> _DOCUMENT EXTRACT_:

*** Begin section ***

Sunday, 7 June 2015

Slow Food South East Wales launches at St Fagans

The new Slow Food group for South East Wales (Slow Food Y De-Ddwyrain) launched in style at St Fagans yesterday (6 June), as the wider movement celebrated Slow Food Week (1-7 June).

Mark Richards, Director of Operations at National Museum Wales, welcomed everyone to the Slow Food marquee at St Fagans National History Museum (Cardiff). He noted the Museum’s research in preserving the memory of traditional Welsh food culture, exemplified by Minwel Tibbott’s role in collecting information about food from across Wales in the 1970s; the maintenance of rare animal breeds and heritage varieties (e.g. Welsh Mountain Sheep and Carlin peas) on the Museum’s farm; and how the new £26 million expansion of St Fagans will provide exhibition space for raising awareness about traditional Welsh food culture.

Slow Food South East Wales Chairperson Mark Adams spoke about the objectives of Slow Food, which include the Ark of Taste directory in support of disappearing regional foods, the promotion of small producers of foods traditional to their areas, and educating people about food production and cooking. Mark noted that the new Slow Food group was already starting activities to further a number of key Slow Food objectives.

*** End section ***

> _WHAT THE TASK ASKS_: Carry on the report on the Slow Food South East Wales launch at St Fagans from the point where it stops. The records have nothing to do with this.

> _Records from a data collection_:

*** Begin section ***

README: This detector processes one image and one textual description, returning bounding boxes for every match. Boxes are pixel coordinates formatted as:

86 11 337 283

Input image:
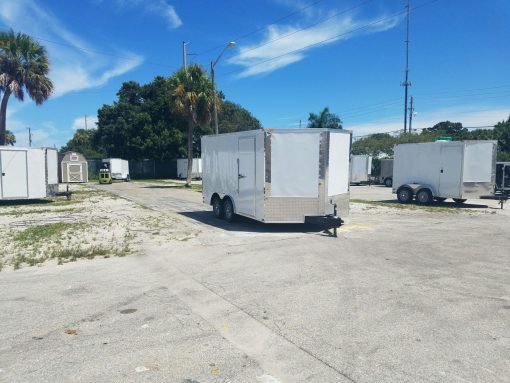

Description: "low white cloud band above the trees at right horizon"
344 105 510 137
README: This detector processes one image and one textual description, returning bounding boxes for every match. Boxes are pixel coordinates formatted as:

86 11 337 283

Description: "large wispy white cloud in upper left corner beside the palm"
0 0 143 97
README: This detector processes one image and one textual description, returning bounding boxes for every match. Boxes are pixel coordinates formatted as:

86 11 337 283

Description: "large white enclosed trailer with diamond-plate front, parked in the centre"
202 129 351 229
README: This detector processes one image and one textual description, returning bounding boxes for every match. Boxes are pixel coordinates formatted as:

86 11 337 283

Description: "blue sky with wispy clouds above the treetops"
0 0 510 147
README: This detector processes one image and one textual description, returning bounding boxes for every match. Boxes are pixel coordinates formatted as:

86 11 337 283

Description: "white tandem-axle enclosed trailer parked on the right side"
393 141 497 204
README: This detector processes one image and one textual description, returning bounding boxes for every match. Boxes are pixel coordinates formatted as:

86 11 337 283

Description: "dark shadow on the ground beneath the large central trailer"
178 210 329 236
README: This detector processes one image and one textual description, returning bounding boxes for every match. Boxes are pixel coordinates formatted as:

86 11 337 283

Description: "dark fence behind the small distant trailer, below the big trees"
87 158 177 180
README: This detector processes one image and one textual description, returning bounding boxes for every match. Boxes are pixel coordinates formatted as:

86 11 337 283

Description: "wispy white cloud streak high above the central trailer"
228 13 401 77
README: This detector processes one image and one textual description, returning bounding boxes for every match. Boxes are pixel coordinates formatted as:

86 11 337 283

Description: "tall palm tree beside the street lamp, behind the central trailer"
169 64 214 186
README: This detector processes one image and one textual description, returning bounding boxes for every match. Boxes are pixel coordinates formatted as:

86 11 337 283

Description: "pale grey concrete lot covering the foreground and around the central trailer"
0 183 510 383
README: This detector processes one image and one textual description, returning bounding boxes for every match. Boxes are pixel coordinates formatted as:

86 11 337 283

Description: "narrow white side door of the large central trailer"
236 137 256 217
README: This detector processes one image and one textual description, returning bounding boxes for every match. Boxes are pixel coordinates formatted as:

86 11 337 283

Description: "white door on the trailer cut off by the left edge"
0 150 28 198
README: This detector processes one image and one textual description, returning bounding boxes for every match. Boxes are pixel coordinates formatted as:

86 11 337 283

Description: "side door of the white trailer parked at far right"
439 145 462 198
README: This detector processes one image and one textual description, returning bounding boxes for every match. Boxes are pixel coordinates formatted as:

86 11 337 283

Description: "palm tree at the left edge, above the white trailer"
0 29 53 145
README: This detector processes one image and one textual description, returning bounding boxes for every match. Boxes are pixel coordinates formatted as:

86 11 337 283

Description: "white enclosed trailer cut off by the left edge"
0 146 58 200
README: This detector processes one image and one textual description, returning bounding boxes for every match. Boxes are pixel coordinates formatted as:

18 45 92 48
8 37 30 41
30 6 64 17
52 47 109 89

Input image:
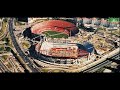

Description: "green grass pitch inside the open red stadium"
44 31 68 38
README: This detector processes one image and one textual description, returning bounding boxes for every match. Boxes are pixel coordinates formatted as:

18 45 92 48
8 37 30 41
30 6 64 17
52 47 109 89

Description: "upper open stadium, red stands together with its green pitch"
31 20 79 38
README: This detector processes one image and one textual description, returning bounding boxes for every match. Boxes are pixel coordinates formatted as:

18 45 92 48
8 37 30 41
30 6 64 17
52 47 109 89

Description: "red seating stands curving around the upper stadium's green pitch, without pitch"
31 20 77 35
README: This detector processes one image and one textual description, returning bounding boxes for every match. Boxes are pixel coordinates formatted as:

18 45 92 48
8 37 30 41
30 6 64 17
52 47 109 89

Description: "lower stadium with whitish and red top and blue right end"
35 41 93 58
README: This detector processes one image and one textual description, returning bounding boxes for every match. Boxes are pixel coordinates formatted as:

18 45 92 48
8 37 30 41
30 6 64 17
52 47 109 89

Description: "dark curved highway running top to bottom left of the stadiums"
8 19 39 72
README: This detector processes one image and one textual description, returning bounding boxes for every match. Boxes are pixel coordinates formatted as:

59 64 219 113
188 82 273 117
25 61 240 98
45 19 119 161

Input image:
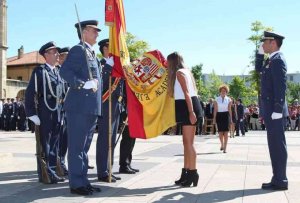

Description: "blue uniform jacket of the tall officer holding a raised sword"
60 43 102 116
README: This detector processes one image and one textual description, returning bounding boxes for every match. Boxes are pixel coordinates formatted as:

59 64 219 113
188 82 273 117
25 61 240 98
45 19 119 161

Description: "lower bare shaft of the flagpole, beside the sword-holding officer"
108 75 112 183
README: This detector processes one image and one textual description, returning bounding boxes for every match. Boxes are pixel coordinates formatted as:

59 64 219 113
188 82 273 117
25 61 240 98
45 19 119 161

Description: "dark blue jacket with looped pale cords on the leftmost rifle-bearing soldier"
25 64 62 117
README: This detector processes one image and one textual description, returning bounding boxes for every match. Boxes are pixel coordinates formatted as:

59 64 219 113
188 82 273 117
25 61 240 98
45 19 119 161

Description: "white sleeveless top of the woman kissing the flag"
174 68 197 100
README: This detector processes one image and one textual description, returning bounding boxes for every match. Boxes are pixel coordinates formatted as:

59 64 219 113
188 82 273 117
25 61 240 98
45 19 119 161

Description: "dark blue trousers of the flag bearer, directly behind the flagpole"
96 99 120 178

*** End section ***

> _RESULT_:
Mark introduced Jane Hutt AM (below), the Assembly Member for the Vale of Glamorgan and Minister for Finance in the National Assembly government. She welcomed the launch of the fifth Welsh Slow Food group, saying it now gives people throughout Wales the opportunity to participate in a grassroots movement that promotes local and sustainable food production and provides a means of reaching politicians regarding local food issues. She noted several areas of Welsh Government policy that particularly coincide with the principles of Slow Food, such as the free breakfast schemes for schoolchildren (e.g. no extra sugar allowed), the Sustainable Food City initiative for Cardiff, the Well-being of Future Generations Act, and the Food Tourism Strategy Action Plan (Food Tourism being defined by the Welsh Assembly as “any activity that promotes a high-quality, distinctive, local and sustainable food experience…”). Jane Hutt concluded by commenting that, given the convergence of objectives, Wales should aim to become a Slow Food nation.

Geoff Andrews (below), author of ‘The Slow Food Story: Politics and Pleasure’ (Pluto Press, 2008), talked about the origins and history of the Slow Food movement and how its once marginal ideas have become mainstream. Members of the Cardiff, Vale & Valleys Beekeepers talked us through some basic beekeeping, while Joanne Tarling of Love Food Hate Waste gave some useful tips about reducing food waste (e.g. using left-overs and getting portion sizes right), and how this can save you money (up to £60 a month). Liz Torbin of ViVino wines of Hirwaun talked about how the company imports wine from small Spanish producers who do not use pesticides or additives in wine production.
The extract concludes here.